___ Trecho do documento ___

Cícero Araújo: “Preparo técnico, estar amparado por informações corretas e legais e ter amplo relacionamento são essenciais para um profissional de RIG”

Com 41 anos dedicados à atuação em instituições financeiras e dois anos como executivo do segmento de incorporação imobiliária, Cícero Araújo já desempenhava atividades de Relações Institucionais e Governamentais muito antes de oficialmente assumir uma posição de RIG. Em 1999, quando se mudou de Minas Gerais para São Paulo, montou a estrutura do banco Itaú para atendimento do governo. Em 2005, assumiu a diretoria de negócios com o poder público, sendo responsável pela atuação do Itaú em todo o Brasil. Mas foi em 2008 que começou a atuar oficialmente com RIG e, em 2012, assumiu a área de Relações Institucionais e Governamentais do Itaú. Nesta conversa com a Revista Abrig, Cícero revela sua visão sobre a profissão e o que é essencial para conquistar destaque na profissão.


1) O que faz um profissional de Relações Institucionais e Governamentais?
Atua na defesa dos interesses de quem representa, junto aos poderes executivo e legislativo, para construção de políticas públicas e marcos regulatórios, com utilização de argumentos técnicos, legais, respeitando a ética e o legítimo interesse da sociedade.


2) Por que a regulamentação da atividade de RIG é importante?
Porque ela estabelece os limites de atuação e garante a devida transparência e segurança nas relações, tanto para o profissional de RIG, como para o agente público.


3) No Brasil, a palavra lobby carrega um peso meio pejorativo. Por quê? 
Porque ela está associada, pelo público em geral, a tráfico de influência e negociatas. A falta de regulamentação contribui para esta visão da sociedade.


4) Como se distingue o lobby do tráfico de influência?
A atuação de RIG se utiliza de argumentos técnicos e legais para influenciar o tomador de decisão, enquanto no tráfico de influência se utiliza de sua posição de poder e relações com autoridades para obter favores ou benefícios, normalmente com ofertas de vantagens indevidas.


5) Pode citar um exemplo em que o lobby teve fator decisivo em uma conquista social?
A Lei da Biossegurança foi, na minha opinião, um trabalho muito bem feito em todos os níveis (imprensa, judiciário, legislativo etc.), que permitiu o uso de embriões humanos em pesquisa com células-tronco embrionárias. 


6) O que é preciso para atuar como um profissional de RIG?
Preparo técnico, estar amparado por informações corretas e legais e ter amplo relacionamento.


7) Na sua opinião, o que faz de alguém um bom lobista?
Prefiro dizer profissional RIG. Lutamos muito para o reconhecimento da profissão e é assim que ela deve ser vista. Na minha opinião, é capacidade de relacionamento, experiência na função e no negócio que representa e ter humildade para nunca deixar de aprender.

___

Como proceder
Transcreva, sem qualquer alteração, a passagem da entrevista que começa em "3) No Brasil, a" e prossegue até "de vantagens indevidas.". Recorra unicamente à entrevista para resolver o que se pede.

___ Dados apresentados ___

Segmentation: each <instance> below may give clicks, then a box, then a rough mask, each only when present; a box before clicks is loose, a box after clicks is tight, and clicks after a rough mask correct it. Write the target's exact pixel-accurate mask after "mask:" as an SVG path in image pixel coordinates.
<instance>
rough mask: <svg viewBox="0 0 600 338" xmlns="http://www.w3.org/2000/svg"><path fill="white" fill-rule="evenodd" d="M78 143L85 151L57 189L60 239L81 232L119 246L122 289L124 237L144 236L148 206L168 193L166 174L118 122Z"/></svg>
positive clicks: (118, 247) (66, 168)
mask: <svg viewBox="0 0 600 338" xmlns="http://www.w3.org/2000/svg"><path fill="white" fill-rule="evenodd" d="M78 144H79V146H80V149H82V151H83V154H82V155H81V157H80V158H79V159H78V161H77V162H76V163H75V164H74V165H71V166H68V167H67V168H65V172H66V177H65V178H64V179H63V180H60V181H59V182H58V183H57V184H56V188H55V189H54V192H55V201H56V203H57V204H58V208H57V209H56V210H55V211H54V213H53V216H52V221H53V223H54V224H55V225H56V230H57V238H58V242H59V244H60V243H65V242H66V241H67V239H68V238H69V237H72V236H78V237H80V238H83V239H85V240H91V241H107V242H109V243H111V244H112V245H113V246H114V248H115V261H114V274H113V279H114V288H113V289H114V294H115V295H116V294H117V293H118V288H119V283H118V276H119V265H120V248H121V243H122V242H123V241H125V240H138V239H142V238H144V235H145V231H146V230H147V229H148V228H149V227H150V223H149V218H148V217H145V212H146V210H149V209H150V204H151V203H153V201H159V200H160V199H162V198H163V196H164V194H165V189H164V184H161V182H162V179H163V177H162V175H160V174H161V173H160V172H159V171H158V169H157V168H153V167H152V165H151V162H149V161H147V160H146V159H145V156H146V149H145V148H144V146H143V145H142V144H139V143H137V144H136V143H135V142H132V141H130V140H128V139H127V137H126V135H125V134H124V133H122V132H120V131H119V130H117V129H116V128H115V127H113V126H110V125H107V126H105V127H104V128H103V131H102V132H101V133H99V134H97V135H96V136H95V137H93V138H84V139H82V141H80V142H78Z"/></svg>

___
___ Dados apresentados ___

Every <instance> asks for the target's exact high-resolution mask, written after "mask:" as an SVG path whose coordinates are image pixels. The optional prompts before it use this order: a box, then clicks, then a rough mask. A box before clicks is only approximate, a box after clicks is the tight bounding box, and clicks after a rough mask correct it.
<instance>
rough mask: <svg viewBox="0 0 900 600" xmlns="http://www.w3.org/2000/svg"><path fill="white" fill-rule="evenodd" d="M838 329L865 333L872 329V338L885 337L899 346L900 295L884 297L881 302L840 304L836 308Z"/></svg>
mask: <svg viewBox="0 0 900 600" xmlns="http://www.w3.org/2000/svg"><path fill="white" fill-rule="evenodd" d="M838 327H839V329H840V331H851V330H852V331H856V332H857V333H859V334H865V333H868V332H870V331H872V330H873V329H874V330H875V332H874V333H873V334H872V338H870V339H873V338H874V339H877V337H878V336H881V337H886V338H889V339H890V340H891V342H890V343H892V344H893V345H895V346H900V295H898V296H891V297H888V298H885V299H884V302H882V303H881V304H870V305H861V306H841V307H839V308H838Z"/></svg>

___
___ Dados apresentados ___

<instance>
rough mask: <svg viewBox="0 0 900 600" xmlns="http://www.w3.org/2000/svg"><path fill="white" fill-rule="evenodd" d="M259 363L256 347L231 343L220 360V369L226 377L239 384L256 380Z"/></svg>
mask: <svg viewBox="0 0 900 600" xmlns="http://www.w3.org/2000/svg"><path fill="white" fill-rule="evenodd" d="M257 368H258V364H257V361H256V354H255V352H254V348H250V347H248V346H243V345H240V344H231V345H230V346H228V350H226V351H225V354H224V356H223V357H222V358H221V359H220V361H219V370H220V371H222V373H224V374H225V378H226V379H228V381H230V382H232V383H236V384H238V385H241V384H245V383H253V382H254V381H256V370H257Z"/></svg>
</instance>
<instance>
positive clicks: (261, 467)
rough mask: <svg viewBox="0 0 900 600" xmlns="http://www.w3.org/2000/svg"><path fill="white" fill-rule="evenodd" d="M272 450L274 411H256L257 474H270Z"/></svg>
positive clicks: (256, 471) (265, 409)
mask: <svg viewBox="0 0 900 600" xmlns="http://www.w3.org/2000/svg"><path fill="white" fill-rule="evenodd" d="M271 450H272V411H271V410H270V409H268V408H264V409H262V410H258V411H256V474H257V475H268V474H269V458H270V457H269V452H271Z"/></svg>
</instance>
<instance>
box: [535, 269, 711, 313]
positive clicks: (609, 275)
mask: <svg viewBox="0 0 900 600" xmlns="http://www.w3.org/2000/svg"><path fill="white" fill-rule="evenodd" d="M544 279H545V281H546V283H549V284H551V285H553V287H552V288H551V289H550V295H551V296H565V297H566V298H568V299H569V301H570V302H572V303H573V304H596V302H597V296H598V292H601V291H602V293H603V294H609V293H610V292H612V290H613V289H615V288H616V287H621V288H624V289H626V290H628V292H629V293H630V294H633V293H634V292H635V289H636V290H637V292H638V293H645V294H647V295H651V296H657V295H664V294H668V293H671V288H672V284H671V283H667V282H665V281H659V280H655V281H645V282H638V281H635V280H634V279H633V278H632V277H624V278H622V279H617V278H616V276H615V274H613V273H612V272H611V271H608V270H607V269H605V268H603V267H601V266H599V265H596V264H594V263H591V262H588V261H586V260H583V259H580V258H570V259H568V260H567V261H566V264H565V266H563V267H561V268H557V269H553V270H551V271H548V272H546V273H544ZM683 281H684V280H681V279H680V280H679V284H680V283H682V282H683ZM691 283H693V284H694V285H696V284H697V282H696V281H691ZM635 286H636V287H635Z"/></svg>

___

Problema resolvido
3) No Brasil, a palavra lobby carrega um peso meio pejorativo. Por quê? 
Porque ela está associada, pelo público em geral, a tráfico de influência e negociatas. A falta de regulamentação contribui para esta visão da sociedade.


4) Como se distingue o lobby do tráfico de influência?
A atuação de RIG se utiliza de argumentos técnicos e legais para influenciar o tomador de decisão, enquanto no tráfico de influência se utiliza de sua posição de poder e relações com autoridades para obter favores ou benefícios, normalmente com ofertas de vantagens indevidas.